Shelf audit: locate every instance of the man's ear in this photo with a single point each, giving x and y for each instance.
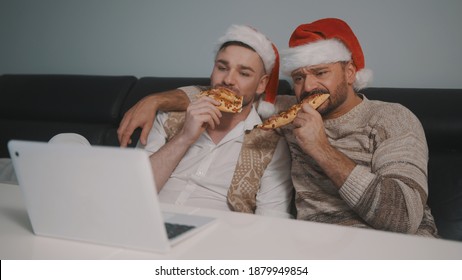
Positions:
(262, 84)
(350, 73)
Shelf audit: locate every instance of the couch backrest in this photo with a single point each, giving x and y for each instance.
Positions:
(440, 113)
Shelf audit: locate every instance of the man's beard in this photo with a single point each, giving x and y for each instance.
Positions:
(336, 98)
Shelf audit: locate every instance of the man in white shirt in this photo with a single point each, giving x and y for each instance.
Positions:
(210, 161)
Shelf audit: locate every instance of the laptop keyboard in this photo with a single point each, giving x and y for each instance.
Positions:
(174, 230)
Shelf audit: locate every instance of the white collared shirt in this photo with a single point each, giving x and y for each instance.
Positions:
(202, 178)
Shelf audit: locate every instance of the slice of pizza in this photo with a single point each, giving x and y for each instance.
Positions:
(229, 101)
(289, 115)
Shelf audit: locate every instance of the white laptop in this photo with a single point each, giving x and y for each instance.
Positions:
(103, 195)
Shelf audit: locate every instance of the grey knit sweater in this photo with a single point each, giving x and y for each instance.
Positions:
(387, 190)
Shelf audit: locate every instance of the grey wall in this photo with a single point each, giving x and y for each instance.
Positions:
(407, 43)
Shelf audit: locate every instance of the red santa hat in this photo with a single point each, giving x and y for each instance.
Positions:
(325, 41)
(269, 55)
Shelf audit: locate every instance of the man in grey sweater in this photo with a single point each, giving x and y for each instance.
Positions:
(355, 161)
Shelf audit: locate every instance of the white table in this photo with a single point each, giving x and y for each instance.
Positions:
(234, 236)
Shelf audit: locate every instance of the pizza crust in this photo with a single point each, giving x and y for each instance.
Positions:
(289, 115)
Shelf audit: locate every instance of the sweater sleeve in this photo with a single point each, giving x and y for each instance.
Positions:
(391, 194)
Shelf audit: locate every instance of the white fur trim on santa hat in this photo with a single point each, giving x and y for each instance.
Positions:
(265, 109)
(319, 52)
(253, 38)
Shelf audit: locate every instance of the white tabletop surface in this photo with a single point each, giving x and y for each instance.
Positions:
(233, 236)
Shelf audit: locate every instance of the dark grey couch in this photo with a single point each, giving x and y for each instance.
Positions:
(37, 107)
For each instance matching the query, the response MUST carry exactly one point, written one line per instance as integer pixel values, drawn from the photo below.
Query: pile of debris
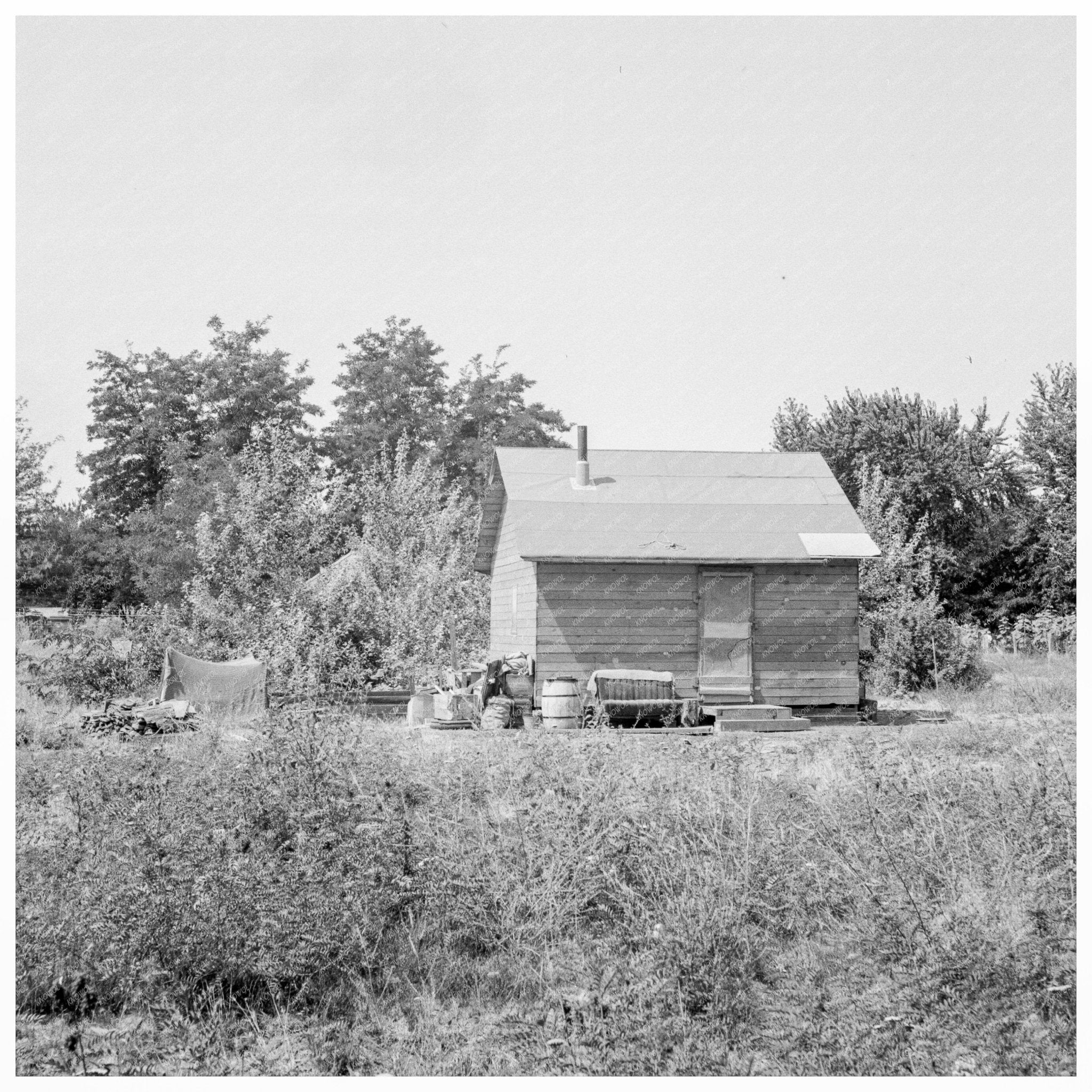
(488, 696)
(135, 717)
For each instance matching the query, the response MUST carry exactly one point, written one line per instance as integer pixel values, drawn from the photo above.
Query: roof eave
(584, 558)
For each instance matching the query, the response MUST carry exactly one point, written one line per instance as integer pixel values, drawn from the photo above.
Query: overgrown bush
(876, 906)
(914, 646)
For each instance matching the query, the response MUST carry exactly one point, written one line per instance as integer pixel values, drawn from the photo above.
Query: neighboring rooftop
(679, 506)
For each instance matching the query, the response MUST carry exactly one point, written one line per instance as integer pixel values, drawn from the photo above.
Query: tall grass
(866, 901)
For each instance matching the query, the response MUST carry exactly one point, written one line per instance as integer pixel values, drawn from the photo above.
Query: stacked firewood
(133, 717)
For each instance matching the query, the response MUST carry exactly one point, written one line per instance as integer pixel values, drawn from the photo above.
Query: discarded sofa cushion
(235, 686)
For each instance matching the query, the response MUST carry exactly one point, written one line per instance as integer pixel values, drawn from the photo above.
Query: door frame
(725, 571)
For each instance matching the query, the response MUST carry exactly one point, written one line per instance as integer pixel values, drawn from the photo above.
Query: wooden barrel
(561, 706)
(420, 709)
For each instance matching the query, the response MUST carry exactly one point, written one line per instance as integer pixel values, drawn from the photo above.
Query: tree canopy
(151, 411)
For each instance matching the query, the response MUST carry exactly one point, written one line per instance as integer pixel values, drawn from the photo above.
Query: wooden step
(748, 712)
(766, 724)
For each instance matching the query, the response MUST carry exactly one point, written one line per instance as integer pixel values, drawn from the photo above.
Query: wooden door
(725, 615)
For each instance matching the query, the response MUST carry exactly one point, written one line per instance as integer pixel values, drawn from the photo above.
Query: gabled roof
(677, 506)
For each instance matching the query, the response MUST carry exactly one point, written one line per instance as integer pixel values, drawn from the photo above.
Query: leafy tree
(1048, 435)
(268, 530)
(914, 646)
(140, 405)
(34, 498)
(246, 389)
(161, 539)
(392, 383)
(36, 515)
(961, 476)
(151, 410)
(77, 559)
(388, 603)
(488, 411)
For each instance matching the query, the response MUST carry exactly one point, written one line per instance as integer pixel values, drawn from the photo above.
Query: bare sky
(675, 223)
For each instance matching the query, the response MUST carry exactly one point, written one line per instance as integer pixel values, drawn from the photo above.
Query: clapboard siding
(600, 616)
(511, 631)
(805, 633)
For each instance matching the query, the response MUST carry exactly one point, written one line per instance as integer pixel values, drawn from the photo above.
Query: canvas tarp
(235, 686)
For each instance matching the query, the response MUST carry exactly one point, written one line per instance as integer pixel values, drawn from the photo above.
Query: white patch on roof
(839, 545)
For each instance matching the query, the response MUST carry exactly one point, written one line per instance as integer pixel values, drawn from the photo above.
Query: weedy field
(354, 897)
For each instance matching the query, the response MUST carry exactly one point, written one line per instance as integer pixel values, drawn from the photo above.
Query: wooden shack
(736, 572)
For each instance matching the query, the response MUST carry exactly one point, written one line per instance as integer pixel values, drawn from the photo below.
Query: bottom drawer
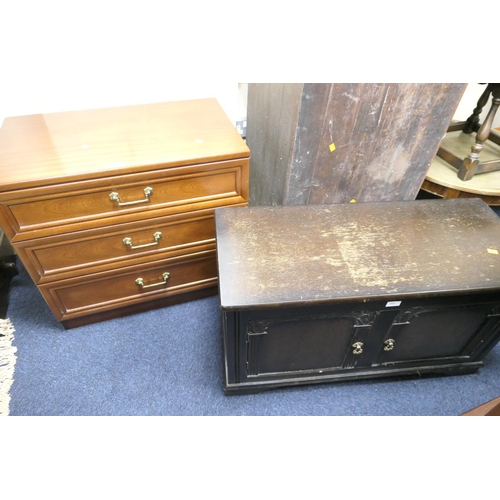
(100, 292)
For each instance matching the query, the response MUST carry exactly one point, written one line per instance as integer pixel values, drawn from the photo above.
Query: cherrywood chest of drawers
(314, 294)
(111, 211)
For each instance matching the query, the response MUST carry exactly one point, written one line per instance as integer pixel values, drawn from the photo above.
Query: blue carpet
(169, 362)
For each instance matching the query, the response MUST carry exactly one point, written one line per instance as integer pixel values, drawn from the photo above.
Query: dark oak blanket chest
(312, 294)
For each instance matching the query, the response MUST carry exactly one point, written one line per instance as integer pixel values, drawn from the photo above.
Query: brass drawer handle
(140, 281)
(389, 344)
(358, 347)
(114, 196)
(156, 236)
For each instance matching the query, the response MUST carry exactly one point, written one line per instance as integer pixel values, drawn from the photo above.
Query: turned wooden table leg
(470, 164)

PROBLEM REQUIREMENTS: Could you copy each line in the listing above that includes the word "couch"?

ANSWER AREA:
Shelf audit: locate every instance of the couch backrest in this photo with a single point each, giving x and y for each instance.
Shelf audit: locate every instance of the dark grey couch in this photo with a single point each, giving x and y for each instance.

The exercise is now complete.